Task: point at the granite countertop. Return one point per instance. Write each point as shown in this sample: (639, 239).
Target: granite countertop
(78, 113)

+++++

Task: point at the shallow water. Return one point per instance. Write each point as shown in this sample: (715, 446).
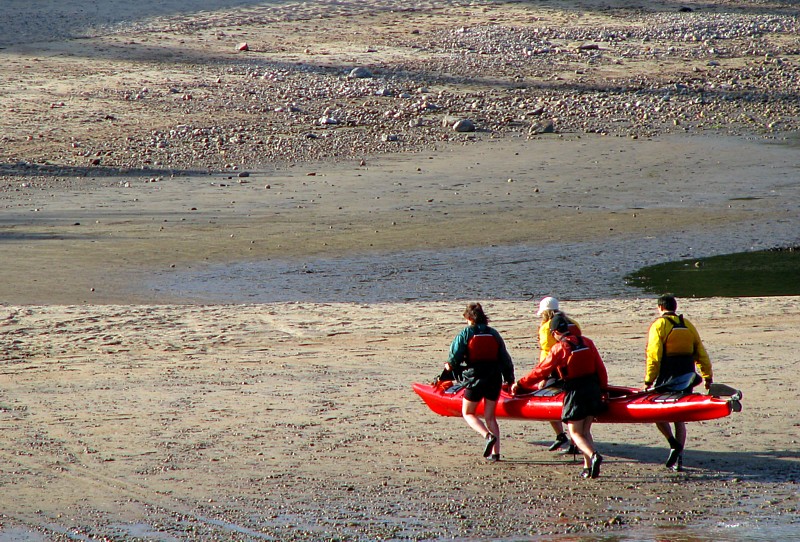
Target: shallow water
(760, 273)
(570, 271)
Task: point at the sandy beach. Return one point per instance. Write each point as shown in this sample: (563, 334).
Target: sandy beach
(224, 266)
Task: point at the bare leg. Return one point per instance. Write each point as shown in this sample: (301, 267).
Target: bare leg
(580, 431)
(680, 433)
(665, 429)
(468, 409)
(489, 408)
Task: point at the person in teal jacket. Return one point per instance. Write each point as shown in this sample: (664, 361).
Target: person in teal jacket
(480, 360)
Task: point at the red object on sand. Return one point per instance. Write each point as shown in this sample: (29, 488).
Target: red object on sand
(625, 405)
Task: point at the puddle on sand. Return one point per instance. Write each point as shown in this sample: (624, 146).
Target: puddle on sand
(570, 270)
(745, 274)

+++++

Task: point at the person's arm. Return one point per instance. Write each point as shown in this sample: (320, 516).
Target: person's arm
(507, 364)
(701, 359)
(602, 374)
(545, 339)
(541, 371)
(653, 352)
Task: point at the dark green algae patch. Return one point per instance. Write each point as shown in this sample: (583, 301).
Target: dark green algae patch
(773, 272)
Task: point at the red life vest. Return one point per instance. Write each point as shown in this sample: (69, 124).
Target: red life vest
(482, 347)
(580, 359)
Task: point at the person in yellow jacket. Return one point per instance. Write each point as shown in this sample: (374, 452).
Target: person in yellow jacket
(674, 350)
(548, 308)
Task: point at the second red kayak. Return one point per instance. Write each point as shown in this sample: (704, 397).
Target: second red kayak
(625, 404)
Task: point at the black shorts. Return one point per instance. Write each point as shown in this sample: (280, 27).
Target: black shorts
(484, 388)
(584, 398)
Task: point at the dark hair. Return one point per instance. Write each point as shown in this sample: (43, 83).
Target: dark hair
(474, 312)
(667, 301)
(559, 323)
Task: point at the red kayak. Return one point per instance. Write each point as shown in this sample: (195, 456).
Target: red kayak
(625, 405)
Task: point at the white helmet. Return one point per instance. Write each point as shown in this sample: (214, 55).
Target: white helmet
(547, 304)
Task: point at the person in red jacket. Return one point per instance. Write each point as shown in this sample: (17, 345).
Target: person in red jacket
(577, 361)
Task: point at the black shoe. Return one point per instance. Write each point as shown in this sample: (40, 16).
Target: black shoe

+++++

Report every line of the records above that contains the string "puddle", copying each such line in full. Case counts.

Task: point at the puddle on sand. Return one point per instance. Write each point as shown in this sample: (624, 146).
Target: puddle on sand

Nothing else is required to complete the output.